§ **Your instructions**
Gather every line of the material below that contains the string "woman", and copy each such line in full. Case counts.

§ **Listed records**

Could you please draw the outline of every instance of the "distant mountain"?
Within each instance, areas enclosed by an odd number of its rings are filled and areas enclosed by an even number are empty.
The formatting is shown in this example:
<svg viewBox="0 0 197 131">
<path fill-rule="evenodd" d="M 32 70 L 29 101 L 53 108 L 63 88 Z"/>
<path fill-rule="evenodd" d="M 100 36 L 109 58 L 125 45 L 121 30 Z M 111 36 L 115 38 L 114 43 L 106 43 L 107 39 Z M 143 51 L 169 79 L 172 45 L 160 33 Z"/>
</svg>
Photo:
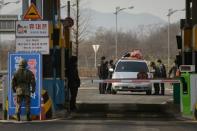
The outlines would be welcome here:
<svg viewBox="0 0 197 131">
<path fill-rule="evenodd" d="M 22 10 L 18 9 L 10 12 L 11 14 L 21 14 Z M 66 16 L 65 8 L 61 10 L 61 16 Z M 98 27 L 107 29 L 115 29 L 115 14 L 102 13 L 93 9 L 83 9 L 82 17 L 90 17 L 91 30 L 96 30 Z M 148 13 L 130 14 L 127 12 L 119 12 L 118 14 L 118 28 L 128 30 L 138 27 L 139 25 L 154 25 L 166 24 L 167 22 L 160 17 Z"/>
<path fill-rule="evenodd" d="M 93 27 L 115 28 L 115 14 L 101 13 L 92 9 L 86 10 L 86 13 L 91 13 L 91 24 Z M 166 24 L 167 22 L 160 17 L 148 13 L 129 14 L 127 12 L 120 12 L 118 14 L 118 28 L 123 30 L 132 29 L 139 25 L 154 25 Z"/>
</svg>

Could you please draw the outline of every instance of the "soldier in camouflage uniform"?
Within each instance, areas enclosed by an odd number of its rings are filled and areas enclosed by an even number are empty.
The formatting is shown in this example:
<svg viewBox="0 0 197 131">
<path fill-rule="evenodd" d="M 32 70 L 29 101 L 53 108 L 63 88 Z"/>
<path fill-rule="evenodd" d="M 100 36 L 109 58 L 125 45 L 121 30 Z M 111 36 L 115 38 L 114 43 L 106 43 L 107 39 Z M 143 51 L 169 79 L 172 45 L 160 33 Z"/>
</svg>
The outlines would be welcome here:
<svg viewBox="0 0 197 131">
<path fill-rule="evenodd" d="M 30 100 L 31 100 L 31 93 L 35 92 L 35 77 L 34 74 L 26 69 L 27 62 L 26 60 L 22 59 L 19 62 L 19 68 L 14 73 L 12 78 L 12 89 L 13 92 L 17 95 L 17 102 L 16 102 L 16 115 L 17 120 L 20 121 L 20 113 L 21 113 L 21 104 L 23 99 L 25 100 L 26 105 L 26 113 L 27 113 L 27 121 L 30 121 Z"/>
</svg>

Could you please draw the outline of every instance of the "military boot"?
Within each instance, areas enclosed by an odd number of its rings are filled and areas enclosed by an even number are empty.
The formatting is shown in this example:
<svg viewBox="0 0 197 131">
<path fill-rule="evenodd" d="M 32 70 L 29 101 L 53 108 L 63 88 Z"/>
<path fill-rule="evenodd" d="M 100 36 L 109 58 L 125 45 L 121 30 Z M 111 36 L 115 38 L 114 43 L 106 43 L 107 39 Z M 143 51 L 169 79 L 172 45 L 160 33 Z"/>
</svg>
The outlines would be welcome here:
<svg viewBox="0 0 197 131">
<path fill-rule="evenodd" d="M 31 121 L 30 113 L 27 113 L 27 121 Z"/>
<path fill-rule="evenodd" d="M 17 114 L 16 114 L 16 117 L 17 117 L 17 121 L 20 121 L 20 120 L 21 120 L 21 118 L 20 118 L 20 113 L 17 113 Z"/>
</svg>

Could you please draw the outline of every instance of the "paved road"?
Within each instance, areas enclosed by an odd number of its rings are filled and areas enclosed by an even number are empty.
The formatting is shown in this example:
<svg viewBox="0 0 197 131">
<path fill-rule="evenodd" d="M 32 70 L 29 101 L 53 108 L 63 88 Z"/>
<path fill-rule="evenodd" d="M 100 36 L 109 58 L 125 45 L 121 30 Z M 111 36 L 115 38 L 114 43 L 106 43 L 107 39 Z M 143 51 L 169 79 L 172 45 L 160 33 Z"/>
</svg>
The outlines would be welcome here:
<svg viewBox="0 0 197 131">
<path fill-rule="evenodd" d="M 58 120 L 0 123 L 6 131 L 196 131 L 197 123 L 182 121 Z"/>
</svg>

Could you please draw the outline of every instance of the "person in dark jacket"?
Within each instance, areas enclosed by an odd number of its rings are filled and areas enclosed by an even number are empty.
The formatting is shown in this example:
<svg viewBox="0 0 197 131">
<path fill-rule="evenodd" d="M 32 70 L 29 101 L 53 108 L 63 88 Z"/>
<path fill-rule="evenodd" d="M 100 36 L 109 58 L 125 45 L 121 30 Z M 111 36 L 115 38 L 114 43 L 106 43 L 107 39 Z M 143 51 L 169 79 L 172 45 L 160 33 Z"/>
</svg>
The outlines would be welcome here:
<svg viewBox="0 0 197 131">
<path fill-rule="evenodd" d="M 177 61 L 175 60 L 173 66 L 169 70 L 168 78 L 175 78 L 177 70 L 178 70 L 178 65 L 177 65 Z"/>
<path fill-rule="evenodd" d="M 12 77 L 12 90 L 17 95 L 16 100 L 16 116 L 17 120 L 20 121 L 21 105 L 25 100 L 27 121 L 31 121 L 31 93 L 35 92 L 36 81 L 32 71 L 27 69 L 27 61 L 21 59 L 19 62 L 19 68 Z"/>
<path fill-rule="evenodd" d="M 114 69 L 115 69 L 114 62 L 113 62 L 113 60 L 110 60 L 109 67 L 108 67 L 108 79 L 112 79 L 112 74 L 114 72 Z M 106 93 L 111 94 L 111 86 L 112 86 L 112 83 L 107 84 Z"/>
<path fill-rule="evenodd" d="M 80 87 L 80 78 L 77 69 L 76 56 L 72 56 L 69 61 L 68 87 L 71 93 L 70 110 L 75 111 L 77 109 L 76 98 L 77 98 L 78 88 Z"/>
<path fill-rule="evenodd" d="M 159 78 L 159 75 L 160 75 L 159 69 L 156 66 L 155 62 L 151 62 L 150 67 L 152 68 L 151 73 L 153 74 L 153 78 Z M 154 95 L 159 95 L 159 91 L 160 91 L 159 83 L 154 83 L 153 86 L 154 86 L 154 90 L 155 90 Z"/>
<path fill-rule="evenodd" d="M 105 56 L 101 57 L 100 66 L 98 67 L 98 76 L 99 79 L 103 80 L 106 79 L 106 66 L 105 66 Z M 104 94 L 105 93 L 105 83 L 99 83 L 99 93 Z"/>
<path fill-rule="evenodd" d="M 160 72 L 160 75 L 159 75 L 159 78 L 166 78 L 166 67 L 165 65 L 162 63 L 162 61 L 160 59 L 157 60 L 157 63 L 158 63 L 158 68 L 159 68 L 159 72 Z M 164 95 L 165 94 L 165 87 L 164 87 L 164 83 L 161 83 L 161 95 Z"/>
</svg>

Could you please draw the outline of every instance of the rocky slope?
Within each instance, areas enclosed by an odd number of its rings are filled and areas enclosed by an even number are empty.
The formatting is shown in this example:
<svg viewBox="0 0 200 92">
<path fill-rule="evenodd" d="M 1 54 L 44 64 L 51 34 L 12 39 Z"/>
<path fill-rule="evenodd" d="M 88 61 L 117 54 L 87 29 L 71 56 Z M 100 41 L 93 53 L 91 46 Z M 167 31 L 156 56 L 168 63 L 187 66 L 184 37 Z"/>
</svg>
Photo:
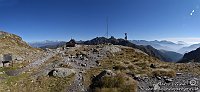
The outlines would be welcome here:
<svg viewBox="0 0 200 92">
<path fill-rule="evenodd" d="M 166 52 L 159 51 L 159 50 L 153 48 L 150 45 L 147 45 L 147 46 L 136 45 L 136 44 L 133 44 L 133 43 L 127 41 L 127 40 L 116 39 L 114 37 L 111 37 L 109 39 L 107 39 L 105 37 L 97 37 L 97 38 L 94 38 L 92 40 L 84 42 L 84 44 L 87 44 L 87 45 L 97 45 L 97 44 L 104 44 L 104 43 L 111 43 L 111 44 L 114 44 L 114 45 L 123 45 L 123 46 L 129 46 L 129 47 L 133 47 L 133 48 L 136 48 L 136 49 L 140 49 L 143 52 L 147 53 L 148 55 L 156 57 L 156 58 L 158 58 L 162 61 L 172 62 L 172 61 L 177 60 L 176 58 L 170 57 L 169 55 L 167 55 Z M 176 54 L 176 53 L 174 53 L 174 54 Z"/>
<path fill-rule="evenodd" d="M 200 48 L 197 48 L 194 51 L 188 52 L 184 54 L 183 58 L 179 61 L 180 63 L 188 63 L 188 62 L 198 62 L 200 63 Z"/>
<path fill-rule="evenodd" d="M 3 31 L 0 31 L 0 43 L 0 60 L 3 59 L 4 54 L 12 54 L 14 61 L 23 62 L 26 60 L 28 62 L 37 56 L 36 53 L 39 55 L 42 52 L 40 49 L 30 47 L 21 37 Z"/>
</svg>

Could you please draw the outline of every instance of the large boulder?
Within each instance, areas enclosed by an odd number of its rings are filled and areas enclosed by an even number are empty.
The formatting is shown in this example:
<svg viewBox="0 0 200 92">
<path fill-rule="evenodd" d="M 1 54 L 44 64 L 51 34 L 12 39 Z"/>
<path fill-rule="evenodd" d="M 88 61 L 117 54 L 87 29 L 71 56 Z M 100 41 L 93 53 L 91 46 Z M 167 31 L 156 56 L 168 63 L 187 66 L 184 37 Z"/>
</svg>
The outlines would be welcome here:
<svg viewBox="0 0 200 92">
<path fill-rule="evenodd" d="M 69 68 L 55 68 L 52 71 L 49 72 L 49 76 L 54 76 L 54 77 L 67 77 L 71 74 L 75 74 L 76 72 L 73 69 Z"/>
</svg>

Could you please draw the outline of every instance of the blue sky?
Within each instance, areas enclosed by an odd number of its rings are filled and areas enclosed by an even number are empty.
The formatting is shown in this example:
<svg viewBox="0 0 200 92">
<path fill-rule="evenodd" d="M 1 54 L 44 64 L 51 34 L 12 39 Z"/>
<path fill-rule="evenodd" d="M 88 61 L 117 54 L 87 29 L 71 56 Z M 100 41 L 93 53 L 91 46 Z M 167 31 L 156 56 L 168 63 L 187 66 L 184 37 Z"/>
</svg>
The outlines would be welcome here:
<svg viewBox="0 0 200 92">
<path fill-rule="evenodd" d="M 200 42 L 200 0 L 0 0 L 0 29 L 25 41 L 109 34 Z"/>
</svg>

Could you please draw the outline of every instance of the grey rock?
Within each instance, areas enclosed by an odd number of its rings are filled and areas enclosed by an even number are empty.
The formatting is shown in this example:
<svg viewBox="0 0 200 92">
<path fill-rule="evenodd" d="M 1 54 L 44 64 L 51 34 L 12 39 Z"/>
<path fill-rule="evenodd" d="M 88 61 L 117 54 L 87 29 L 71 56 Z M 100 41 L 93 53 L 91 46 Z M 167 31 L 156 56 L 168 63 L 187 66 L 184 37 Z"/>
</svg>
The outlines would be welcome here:
<svg viewBox="0 0 200 92">
<path fill-rule="evenodd" d="M 54 77 L 67 77 L 71 74 L 75 74 L 76 72 L 73 69 L 68 69 L 68 68 L 55 68 L 51 72 L 49 72 L 50 76 Z"/>
</svg>

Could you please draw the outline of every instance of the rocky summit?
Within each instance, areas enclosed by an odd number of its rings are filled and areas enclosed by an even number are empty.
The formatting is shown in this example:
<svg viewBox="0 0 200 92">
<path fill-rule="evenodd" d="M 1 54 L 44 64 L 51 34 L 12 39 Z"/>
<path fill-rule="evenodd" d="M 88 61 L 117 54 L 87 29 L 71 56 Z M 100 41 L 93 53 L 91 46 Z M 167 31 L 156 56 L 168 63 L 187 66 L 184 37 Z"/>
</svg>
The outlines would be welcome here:
<svg viewBox="0 0 200 92">
<path fill-rule="evenodd" d="M 0 91 L 198 92 L 199 63 L 163 62 L 147 53 L 145 48 L 151 47 L 114 38 L 103 41 L 71 40 L 43 50 L 0 32 Z M 11 60 L 5 59 L 8 54 Z"/>
</svg>

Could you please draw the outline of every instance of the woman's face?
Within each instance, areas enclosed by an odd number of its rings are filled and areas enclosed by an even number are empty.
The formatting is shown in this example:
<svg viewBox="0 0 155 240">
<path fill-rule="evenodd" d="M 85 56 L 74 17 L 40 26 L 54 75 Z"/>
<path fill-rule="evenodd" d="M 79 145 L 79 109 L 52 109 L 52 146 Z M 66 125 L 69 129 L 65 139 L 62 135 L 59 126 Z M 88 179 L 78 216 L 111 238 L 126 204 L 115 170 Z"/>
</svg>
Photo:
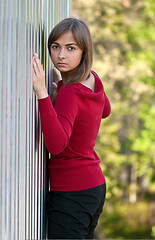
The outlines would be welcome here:
<svg viewBox="0 0 155 240">
<path fill-rule="evenodd" d="M 64 33 L 53 42 L 50 51 L 54 66 L 61 73 L 74 70 L 81 62 L 83 53 L 71 31 Z"/>
</svg>

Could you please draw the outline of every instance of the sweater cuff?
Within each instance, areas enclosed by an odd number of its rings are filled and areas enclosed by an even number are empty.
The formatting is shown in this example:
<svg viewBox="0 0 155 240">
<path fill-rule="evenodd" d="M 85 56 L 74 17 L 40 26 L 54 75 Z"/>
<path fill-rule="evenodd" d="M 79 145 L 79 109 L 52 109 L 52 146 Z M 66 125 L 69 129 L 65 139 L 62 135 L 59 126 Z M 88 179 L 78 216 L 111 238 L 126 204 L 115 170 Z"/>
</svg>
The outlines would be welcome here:
<svg viewBox="0 0 155 240">
<path fill-rule="evenodd" d="M 49 109 L 53 109 L 53 105 L 49 96 L 38 99 L 38 106 L 41 114 L 46 114 L 49 112 Z"/>
</svg>

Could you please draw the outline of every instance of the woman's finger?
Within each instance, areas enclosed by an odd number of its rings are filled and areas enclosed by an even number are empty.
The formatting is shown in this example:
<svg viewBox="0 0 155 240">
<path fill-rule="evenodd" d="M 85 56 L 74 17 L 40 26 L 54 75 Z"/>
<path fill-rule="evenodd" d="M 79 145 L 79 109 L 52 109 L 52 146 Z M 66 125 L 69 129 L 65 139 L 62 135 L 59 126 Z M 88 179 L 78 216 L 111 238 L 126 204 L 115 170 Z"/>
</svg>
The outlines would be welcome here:
<svg viewBox="0 0 155 240">
<path fill-rule="evenodd" d="M 39 71 L 42 71 L 42 70 L 43 70 L 43 67 L 42 67 L 42 65 L 41 65 L 40 59 L 37 58 L 37 57 L 34 57 L 34 60 L 35 60 L 35 62 L 36 62 L 36 64 L 37 64 L 38 70 L 39 70 Z"/>
<path fill-rule="evenodd" d="M 33 69 L 36 75 L 39 75 L 39 69 L 37 67 L 36 61 L 33 59 Z"/>
</svg>

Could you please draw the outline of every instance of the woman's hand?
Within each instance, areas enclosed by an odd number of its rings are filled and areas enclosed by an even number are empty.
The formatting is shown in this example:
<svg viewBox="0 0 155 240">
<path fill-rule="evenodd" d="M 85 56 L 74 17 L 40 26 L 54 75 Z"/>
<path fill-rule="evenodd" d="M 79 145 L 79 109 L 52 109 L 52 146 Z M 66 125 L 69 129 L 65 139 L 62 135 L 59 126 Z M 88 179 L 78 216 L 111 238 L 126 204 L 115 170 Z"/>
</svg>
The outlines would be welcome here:
<svg viewBox="0 0 155 240">
<path fill-rule="evenodd" d="M 58 82 L 60 81 L 60 75 L 58 70 L 53 66 L 53 88 L 57 90 Z"/>
<path fill-rule="evenodd" d="M 43 66 L 41 65 L 40 59 L 37 54 L 33 55 L 33 72 L 32 72 L 32 80 L 33 80 L 33 89 L 37 94 L 38 98 L 46 98 L 48 97 L 47 88 L 45 85 L 45 72 L 43 70 Z"/>
</svg>

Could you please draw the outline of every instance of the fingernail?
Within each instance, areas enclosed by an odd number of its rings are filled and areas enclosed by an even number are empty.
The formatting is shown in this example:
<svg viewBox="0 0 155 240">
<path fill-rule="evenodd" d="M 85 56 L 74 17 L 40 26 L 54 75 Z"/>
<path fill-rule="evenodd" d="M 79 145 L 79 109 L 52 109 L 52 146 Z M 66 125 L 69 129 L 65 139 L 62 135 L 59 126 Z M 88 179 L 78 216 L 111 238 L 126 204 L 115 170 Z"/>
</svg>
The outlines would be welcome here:
<svg viewBox="0 0 155 240">
<path fill-rule="evenodd" d="M 36 55 L 38 57 L 38 54 L 37 53 L 34 53 L 34 55 Z"/>
</svg>

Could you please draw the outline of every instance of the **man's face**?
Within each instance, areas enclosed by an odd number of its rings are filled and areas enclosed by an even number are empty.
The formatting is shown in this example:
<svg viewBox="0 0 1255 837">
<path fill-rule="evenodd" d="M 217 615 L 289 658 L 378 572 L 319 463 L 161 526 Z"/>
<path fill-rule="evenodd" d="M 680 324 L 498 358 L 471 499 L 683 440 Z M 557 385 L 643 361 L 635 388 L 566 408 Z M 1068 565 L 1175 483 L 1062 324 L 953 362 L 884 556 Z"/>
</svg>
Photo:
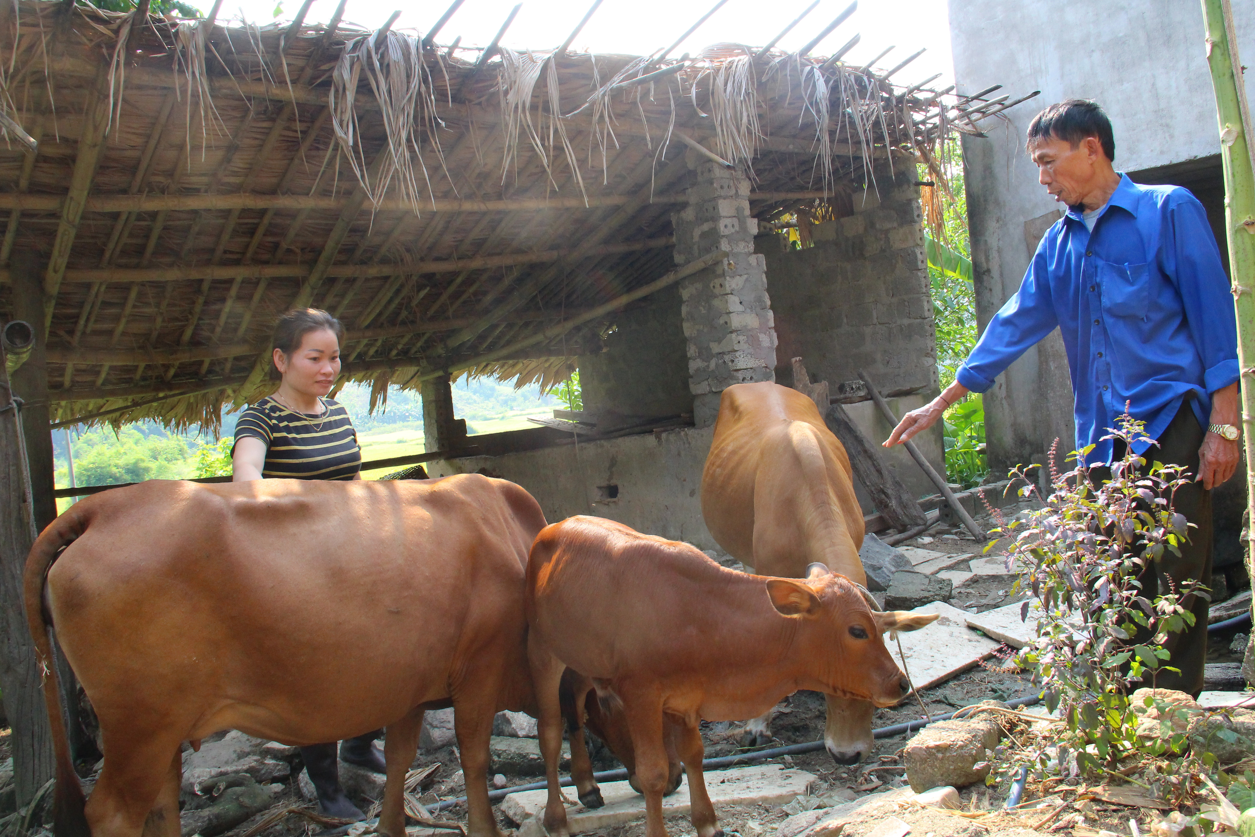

§ **Solution for this exercise**
Could you please draw the outline of every instance of the woman's face?
Could you please draw the outline of every instance of the woman's finger?
Could you please draw the outline of every instance of the woman's hand?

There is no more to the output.